→ **Source extract**
In the field of psychopathology, the term “maternal rejection” is used to describe this very phenomenon – the event of a mother emotionally rejecting her child, particularly in the first years of birth. Modern studies of Parental Acceptance-Rejection analyze the ensuing effects on the behavior of the child, with a recent study arguing for its diagnosis as a clinical syndrome (Brockington 2011). In Catullus 63, however, we are afforded little insight into the after effects of Cybele’s rage. Yet in viewing Catullus 63 through the lens of maternal rejection, we are afforded insight into the complicated mother-‘daughter’ relationship between the Magna Mater and the Galli/Gallae. These priests made an irrevocable decision and, due to their marginalized status in Roman society, would likely have felt compelled to suppress any regret for that decision. For a man to marginalize himself in such a way – to willingly take on the role of daughter rather than son – would have to carry with it significant psychological repercussions. It is my argument that we get a glimpse into these psychological repercussions, and their worst possible ends, in the figure of Attis.

In my paper, I will first discuss Cybele as mater in Late Republican Roman thought. The contemporary Cybele passage in Lucretius’ De Rerum Natura (2.598-645) provides helpful material – as do the arguments of Summers (1996) and Clayton (1999) – for understanding the Magna Mater as “great mother of gods, and mother of beasts, and our progenitor” (quare magna deum mater materque ferarum / et nostri genetrix DRN 2.598-99).

Second, I will frame Attis as filia within the context of Catullus’ poem. Harrison (2004) provides helpful suggestions here for reading Attis’ speeches in Catullus’ 63 as parallel with those of women from Greek tragedy – in particular Euripides’ Agave and Medea. What emerges from Harrison’s examples is that in the speeches made by Agave and Medea which, he argues, inspired Attis’ speeches in Catullus, both women speak as daughters addressing their parents and their cities. Attis’ lament of patria o mei creatrix, patria o mea genetrix (50) then takes on both tragic and Lucretian qualities.

I will conclude my paper by discussing how Attis both embodies and challenges the notion of maternal rejection. While an infant has no choice in her mother, Attis chooses Cybele to be hers. In believing and therefore choosing Cybele to be her mater, Attis loses the power to regret her decision. Attis therefore experiences compounded psychological repercussions of Cybele’s maternal rejection. She experiences the emotional trauma resultant from Cybele’s verbal and then physical attack (Cybele sends her lion to chase Attis into the woods), but she also experiences the realization that her sacrifice is unwanted by both mother and daughter. Through Attis, we see the crisis of personal identity and potential for both maternal- and self-rejection that the ‘Gallae’ undoubtedly faced.

→ **About this exercise**
Reproduce word for word the portion of the Catullus 63 abstract between "I will conclude" and "the ‘Gallae’ undoubtedly faced.", inclusive.

→ **Record excerpts**
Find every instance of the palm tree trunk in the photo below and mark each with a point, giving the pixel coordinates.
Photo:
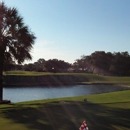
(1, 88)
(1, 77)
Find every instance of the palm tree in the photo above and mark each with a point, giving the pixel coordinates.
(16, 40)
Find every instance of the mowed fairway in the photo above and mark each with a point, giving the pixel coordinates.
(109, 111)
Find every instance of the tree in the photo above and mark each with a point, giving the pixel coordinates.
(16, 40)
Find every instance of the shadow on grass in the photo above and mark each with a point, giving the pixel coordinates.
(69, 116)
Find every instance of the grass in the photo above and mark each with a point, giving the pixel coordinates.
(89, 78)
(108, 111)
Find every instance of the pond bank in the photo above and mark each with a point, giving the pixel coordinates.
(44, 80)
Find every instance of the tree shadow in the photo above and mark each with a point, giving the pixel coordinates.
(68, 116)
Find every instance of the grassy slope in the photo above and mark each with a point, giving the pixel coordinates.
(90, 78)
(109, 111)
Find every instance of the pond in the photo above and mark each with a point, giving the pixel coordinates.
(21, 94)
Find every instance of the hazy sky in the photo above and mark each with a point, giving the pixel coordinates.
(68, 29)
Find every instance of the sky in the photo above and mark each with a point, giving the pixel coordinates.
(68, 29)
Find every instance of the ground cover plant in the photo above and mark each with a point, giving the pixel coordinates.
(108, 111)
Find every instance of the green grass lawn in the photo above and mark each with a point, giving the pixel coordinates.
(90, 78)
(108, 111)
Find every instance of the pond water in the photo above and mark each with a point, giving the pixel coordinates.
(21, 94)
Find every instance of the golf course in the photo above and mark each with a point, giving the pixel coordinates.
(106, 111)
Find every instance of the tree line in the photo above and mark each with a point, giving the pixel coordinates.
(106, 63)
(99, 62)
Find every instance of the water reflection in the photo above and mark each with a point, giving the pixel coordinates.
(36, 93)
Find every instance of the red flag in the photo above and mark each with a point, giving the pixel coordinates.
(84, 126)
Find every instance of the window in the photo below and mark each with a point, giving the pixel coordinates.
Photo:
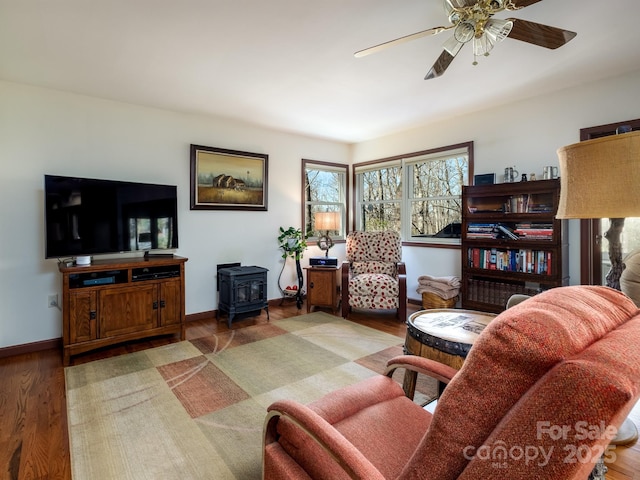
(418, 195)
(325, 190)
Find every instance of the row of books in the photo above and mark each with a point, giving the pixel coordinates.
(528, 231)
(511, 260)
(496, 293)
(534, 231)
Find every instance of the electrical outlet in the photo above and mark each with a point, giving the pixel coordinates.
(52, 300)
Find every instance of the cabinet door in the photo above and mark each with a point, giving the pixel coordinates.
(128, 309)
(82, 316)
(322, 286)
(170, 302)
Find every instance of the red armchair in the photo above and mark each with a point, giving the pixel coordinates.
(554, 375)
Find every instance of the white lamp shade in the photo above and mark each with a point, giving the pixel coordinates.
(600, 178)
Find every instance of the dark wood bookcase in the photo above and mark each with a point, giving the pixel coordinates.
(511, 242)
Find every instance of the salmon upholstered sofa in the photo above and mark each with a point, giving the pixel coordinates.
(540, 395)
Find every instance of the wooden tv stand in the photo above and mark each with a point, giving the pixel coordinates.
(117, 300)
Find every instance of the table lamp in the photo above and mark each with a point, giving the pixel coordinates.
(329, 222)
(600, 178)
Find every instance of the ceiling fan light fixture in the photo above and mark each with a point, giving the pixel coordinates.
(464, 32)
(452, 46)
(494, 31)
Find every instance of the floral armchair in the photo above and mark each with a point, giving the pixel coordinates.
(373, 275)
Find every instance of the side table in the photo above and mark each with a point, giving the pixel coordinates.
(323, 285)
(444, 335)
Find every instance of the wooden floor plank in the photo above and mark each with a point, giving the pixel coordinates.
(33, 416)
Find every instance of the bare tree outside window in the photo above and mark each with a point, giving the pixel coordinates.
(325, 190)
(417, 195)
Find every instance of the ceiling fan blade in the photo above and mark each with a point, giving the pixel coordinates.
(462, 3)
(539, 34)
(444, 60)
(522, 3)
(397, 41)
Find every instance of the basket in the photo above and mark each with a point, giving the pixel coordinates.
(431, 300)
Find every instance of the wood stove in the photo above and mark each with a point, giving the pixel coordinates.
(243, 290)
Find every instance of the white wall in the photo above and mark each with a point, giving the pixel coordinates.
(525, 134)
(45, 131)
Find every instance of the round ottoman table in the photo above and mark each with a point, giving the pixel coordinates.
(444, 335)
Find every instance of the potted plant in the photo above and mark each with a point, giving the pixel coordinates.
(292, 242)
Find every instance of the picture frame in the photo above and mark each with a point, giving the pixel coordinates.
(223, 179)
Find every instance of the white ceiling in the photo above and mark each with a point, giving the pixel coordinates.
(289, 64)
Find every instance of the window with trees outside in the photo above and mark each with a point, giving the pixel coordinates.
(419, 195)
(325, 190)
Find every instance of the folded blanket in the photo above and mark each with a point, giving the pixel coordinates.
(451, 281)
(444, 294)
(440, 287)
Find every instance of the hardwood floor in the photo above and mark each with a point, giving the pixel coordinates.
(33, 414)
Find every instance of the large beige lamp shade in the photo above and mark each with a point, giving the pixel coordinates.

→ **Result of the task**
I will conclude my paper by discussing how Attis both embodies and challenges the notion of maternal rejection. While an infant has no choice in her mother, Attis chooses Cybele to be hers. In believing and therefore choosing Cybele to be her mater, Attis loses the power to regret her decision. Attis therefore experiences compounded psychological repercussions of Cybele’s maternal rejection. She experiences the emotional trauma resultant from Cybele’s verbal and then physical attack (Cybele sends her lion to chase Attis into the woods), but she also experiences the realization that her sacrifice is unwanted by both mother and daughter. Through Attis, we see the crisis of personal identity and potential for both maternal- and self-rejection that the ‘Gallae’ undoubtedly faced.